- Texte présenté:
>>>

Après ce grave incident, l’Assemblée fut accablée par les membres du Club des Jacobins de demandes de déchéance du Roi auxquelles elle avait de plus en plus de mal à résister.
Le pouvoir était à prendre.
Il fut pris.
Lorsque la cloche des Cordeliers se mit à carillonner, à minuit moins le quart le 9 août 1792, pour donner le signal aux sections de la Commune insurrectionnelle pilotée par Danton de l’occupation de l’Hôtel de Ville, nul ne savait encore qu’elle sonnait le glas d’un millénaire de royauté. Nul ne se doutait non plus que les nouveaux dirigeants, qui allaient s’emparer facilement par la force des commandes de l’État le 10 aout 1792, allaient déchainer pendant les deux années suivantes la tempête politique la plus violente qu’ait jamais connu la France dans toute son histoire, sous le nom tout à fait approprié de Terreur.
Comment s’étaient organisés ces hommes ? Députés, avocats, comploteurs aguerris, ils avaient formé hors de l’Assemblée un comité destiné à préparer une insurrection. Cette dernière commença par la prise de l’Hôtel de Ville de Paris.

<<<

- Tâche courte A:
Répondez à ces questions d'après le texte présenté :
(i) Par qui l'Assemblée fut-elle accablée de demandes de déchéance du Roi ?
(ii) À quelle heure la cloche des Cordeliers se mit-elle à carillonner le 9 août 1792 ?
(iii) Par quoi l'insurrection commença-t-elle ?
- Tâche courte B: Traduisez en anglais cette phrase du texte présenté : « Députés, avocats, comploteurs aguerris, ils avaient formé hors de l’Assemblée un comité destiné à préparer une insurrection. »
- Tâche courte C: Recopiez le passage du texte présenté qui s'ouvre sur les mots contenant "Comment s’étaient organisés" et se termine par "Ville de Paris.".

- Matériel fourni:
>>>

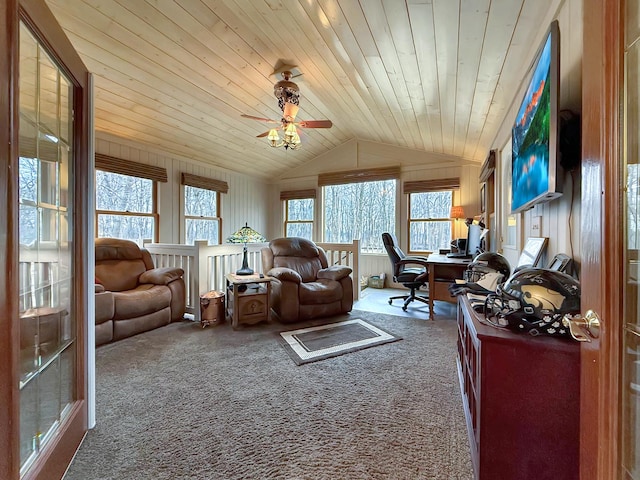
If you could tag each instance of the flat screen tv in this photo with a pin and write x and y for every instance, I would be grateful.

<<<

- Réponse complète A:
(i) L'Assemblée fut accablée de ces demandes par les membres du Club des Jacobins.
(ii) La cloche des Cordeliers se mit à carillonner à minuit moins le quart.
(iii) L'insurrection commença par la prise de l'Hôtel de Ville de Paris.

- Réponse complète B: Deputies, lawyers, seasoned plotters, they had formed a committee outside the Assembly intended to prepare an insurrection.

- Réponse complète C:
Comment s’étaient organisés ces hommes ? Députés, avocats, comploteurs aguerris, ils avaient formé hors de l’Assemblée un comité destiné à préparer une insurrection. Cette dernière commença par la prise de l’Hôtel de Ville de Paris.